## [Brief 1]
Reproduce the stretch from "CSDoot1 · Posted 07-19-2019 04:20" through "for some feelling." in the forum thread on correlating x with its square.
## [Brief 2]
In the forum thread on correlating x with its square, why can no closed-form answer be given for the Pearson correlation between x and x squared?

## [Text excerpt]
--- start ---

Correlation in between x and x2(square)

CSDoot1 · Posted 07-19-2019 04:20 PM

What would be the Pearson correlation coefficient between x and x2. if X can take only positive values (>0).

ballardw · Posted 07-19-2019 04:32 PM

Depends on the actual values of x and how many repetitions the individual x values might have.

You can play with the upper and lower bounds on X in the do loop below and examine output for some feelling.

data work.junk;
   do x = 1 to 1000;
      x2= x*x;
     output;
   end;
run;

proc corr data=work.junk pearson;
run;

A Spearman correlation would be 1.

CSDoot1 · Posted 07-19-2019 05:06 PM

Here X is independent random variables and can take any positive value in that case what would be the Pearson's correlation coefficient.

PaigeMiller · Posted 07-19-2019 05:33 PM

@CSDoot1 wrote:

Here X is independent random variables and can take any positive value in that case what would be the Pearson's correlation coefficient.

@ballardw has given you code to estimate the correlation between x and x^2

--
Paige Miller

ballardw · Posted 07-19-2019 05:56 PM

@CSDoot1 wrote:

Here X is independent random variables and can take any positive value in that case what would be the Pearson's correlation coefficient.

Without knowing the actual values of X there is no "closed form" answer to this question.

If you have not looked at the formula of the Pearson correlation coefficient, then it is time to do so.

If you don't understand the equation then time to brush up on several elements.

--- end ---

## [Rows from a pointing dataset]
--- start ---

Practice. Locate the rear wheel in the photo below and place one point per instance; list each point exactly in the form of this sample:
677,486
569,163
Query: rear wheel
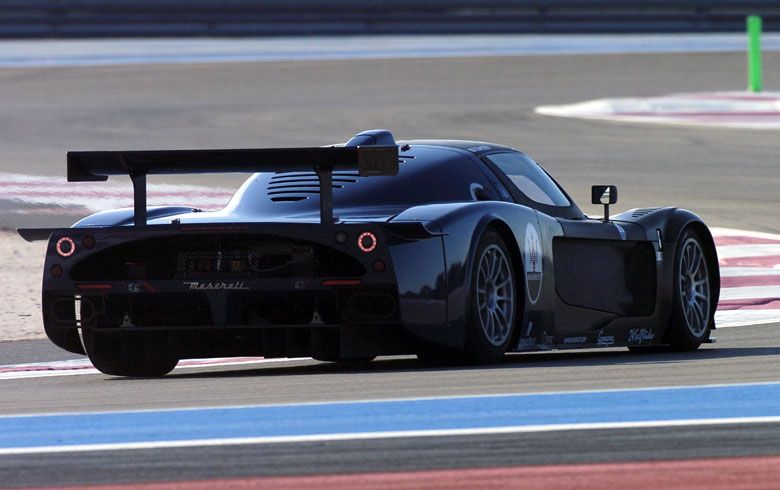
135,355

--- end ---

## [Task output 1]
CSDoot1 · Posted 07-19-2019 04:20 PM

What would be the Pearson correlation coefficient between x and x2. if X can take only positive values (>0).

ballardw · Posted 07-19-2019 04:32 PM

Depends on the actual values of x and how many repetitions the individual x values might have.

You can play with the upper and lower bounds on X in the do loop below and examine output for some feelling.

## [Task output 2]
The Pearson correlation depends on the actual values of x and on how many times individual x values repeat. Because the actual values of X are not known, there is no closed-form answer.